-- PROVIDED DATA follows --

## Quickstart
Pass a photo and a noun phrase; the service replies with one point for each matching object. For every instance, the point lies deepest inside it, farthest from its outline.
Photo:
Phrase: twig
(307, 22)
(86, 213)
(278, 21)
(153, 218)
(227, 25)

-- PROVIDED DATA concluded --

PROBLEM
The full set of records must be transcribed character for character.

TASK RESULT
## Quickstart
Pass a photo and a noun phrase; the service replies with one point for each matching object. For every instance, the point lies deepest inside it, farthest from its outline.
Photo:
Phrase: twig
(307, 22)
(86, 213)
(278, 21)
(153, 218)
(227, 25)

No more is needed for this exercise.